▸ Text segment
Content starts

CRIMINAL PENALTIES: While in a foreign country, a U.S.
citizen is subject to that country's laws and regulations, which
sometimes differ significantly from those in the United States
and may not afford the protections available to the individual
under U.S. law. Penalties for breaking the law can be more severe
than in the United States for similar offenses. Persons violating
Tunisian laws, even unknowingly, may be expelled, arrested or
imprisoned. Penalties for possession, use, or trafficking in illegal
drugs in Tunisia are strict and convicted offenders can expect
jail sentences and heavy fines.

Content ends

▸ What to work on
A – Answer these from the criminal penalties text:
(i) While in a foreign country, whose laws and regulations is a U.S. citizen subject to?
(ii) What may happen to persons who violate Tunisian laws, even unknowingly?
(iii) What can convicted drug offenders in Tunisia expect?
B – Reproduce the criminal penalties text between "CRIMINAL PENALTIES: While" and "and heavy fines.", inclusive.

Saved entries

Content starts

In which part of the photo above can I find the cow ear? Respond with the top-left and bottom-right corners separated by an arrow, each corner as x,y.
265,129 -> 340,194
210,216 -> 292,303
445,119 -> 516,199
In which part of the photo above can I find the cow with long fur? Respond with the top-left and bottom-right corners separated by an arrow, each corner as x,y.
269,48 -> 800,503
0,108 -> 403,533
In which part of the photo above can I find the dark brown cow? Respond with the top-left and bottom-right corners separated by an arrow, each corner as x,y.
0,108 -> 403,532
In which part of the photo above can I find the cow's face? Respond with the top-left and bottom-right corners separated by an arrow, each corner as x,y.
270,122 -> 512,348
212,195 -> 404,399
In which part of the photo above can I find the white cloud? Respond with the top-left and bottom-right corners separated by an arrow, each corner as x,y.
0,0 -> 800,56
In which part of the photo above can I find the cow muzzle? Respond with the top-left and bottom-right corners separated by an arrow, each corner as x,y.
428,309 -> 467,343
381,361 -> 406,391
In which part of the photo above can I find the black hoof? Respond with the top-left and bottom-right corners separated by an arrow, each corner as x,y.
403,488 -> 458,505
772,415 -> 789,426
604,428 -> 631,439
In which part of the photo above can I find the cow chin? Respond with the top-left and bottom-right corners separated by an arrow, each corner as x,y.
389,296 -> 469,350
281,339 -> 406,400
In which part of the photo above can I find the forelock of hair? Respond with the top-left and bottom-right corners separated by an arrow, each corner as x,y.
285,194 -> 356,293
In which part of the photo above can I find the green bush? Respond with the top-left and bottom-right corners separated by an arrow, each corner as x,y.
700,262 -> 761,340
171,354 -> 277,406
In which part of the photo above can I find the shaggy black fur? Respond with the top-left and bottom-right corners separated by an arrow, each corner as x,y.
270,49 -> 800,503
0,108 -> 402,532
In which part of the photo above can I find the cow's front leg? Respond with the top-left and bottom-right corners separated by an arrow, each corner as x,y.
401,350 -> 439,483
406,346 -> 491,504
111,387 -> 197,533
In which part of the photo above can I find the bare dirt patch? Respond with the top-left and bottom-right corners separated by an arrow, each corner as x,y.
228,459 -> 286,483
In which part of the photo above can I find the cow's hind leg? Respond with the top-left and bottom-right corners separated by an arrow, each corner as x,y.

Content ends
Content starts

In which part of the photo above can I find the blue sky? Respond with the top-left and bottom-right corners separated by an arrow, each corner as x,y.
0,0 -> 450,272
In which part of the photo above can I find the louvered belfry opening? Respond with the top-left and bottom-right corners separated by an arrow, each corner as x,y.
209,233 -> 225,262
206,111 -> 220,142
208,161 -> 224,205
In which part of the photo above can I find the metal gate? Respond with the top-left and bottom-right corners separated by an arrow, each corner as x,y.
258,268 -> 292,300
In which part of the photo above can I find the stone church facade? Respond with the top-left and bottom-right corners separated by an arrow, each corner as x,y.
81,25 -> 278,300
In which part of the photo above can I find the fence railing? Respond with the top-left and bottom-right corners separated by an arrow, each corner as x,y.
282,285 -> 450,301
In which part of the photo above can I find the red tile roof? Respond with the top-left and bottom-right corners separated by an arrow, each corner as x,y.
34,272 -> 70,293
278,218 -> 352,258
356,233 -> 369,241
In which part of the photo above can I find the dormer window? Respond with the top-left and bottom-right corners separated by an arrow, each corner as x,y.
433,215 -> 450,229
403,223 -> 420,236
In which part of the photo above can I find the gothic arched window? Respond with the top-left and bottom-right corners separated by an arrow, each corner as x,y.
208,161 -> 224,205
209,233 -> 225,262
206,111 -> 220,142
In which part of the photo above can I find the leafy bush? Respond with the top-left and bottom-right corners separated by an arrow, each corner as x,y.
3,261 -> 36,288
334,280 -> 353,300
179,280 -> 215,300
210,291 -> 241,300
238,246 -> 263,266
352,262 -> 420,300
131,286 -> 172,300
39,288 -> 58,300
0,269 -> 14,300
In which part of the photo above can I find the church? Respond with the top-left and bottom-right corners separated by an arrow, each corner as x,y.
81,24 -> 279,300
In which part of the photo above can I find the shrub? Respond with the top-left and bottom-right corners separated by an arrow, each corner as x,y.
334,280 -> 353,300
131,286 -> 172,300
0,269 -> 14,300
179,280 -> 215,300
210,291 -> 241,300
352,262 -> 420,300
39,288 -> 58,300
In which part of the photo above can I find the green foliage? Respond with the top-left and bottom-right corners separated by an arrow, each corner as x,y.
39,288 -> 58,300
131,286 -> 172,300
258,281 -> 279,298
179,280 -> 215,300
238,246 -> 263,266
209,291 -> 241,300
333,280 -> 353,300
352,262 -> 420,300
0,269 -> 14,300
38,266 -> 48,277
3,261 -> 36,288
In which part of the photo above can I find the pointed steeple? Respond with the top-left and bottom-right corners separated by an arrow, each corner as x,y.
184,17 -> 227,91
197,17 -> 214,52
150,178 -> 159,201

Content ends

▸ Written responses
A –
(i) That country's laws and regulations.
(ii) They may be expelled, arrested or imprisoned.
(iii) Jail sentences and heavy fines.

B –
CRIMINAL PENALTIES: While in a foreign country, a U.S.
citizen is subject to that country's laws and regulations, which
sometimes differ significantly from those in the United States
and may not afford the protections available to the individual
under U.S. law. Penalties for breaking the law can be more severe
than in the United States for similar offenses. Persons violating
Tunisian laws, even unknowingly, may be expelled, arrested or
imprisoned. Penalties for possession, use, or trafficking in illegal
drugs in Tunisia are strict and convicted offenders can expect
jail sentences and heavy fines.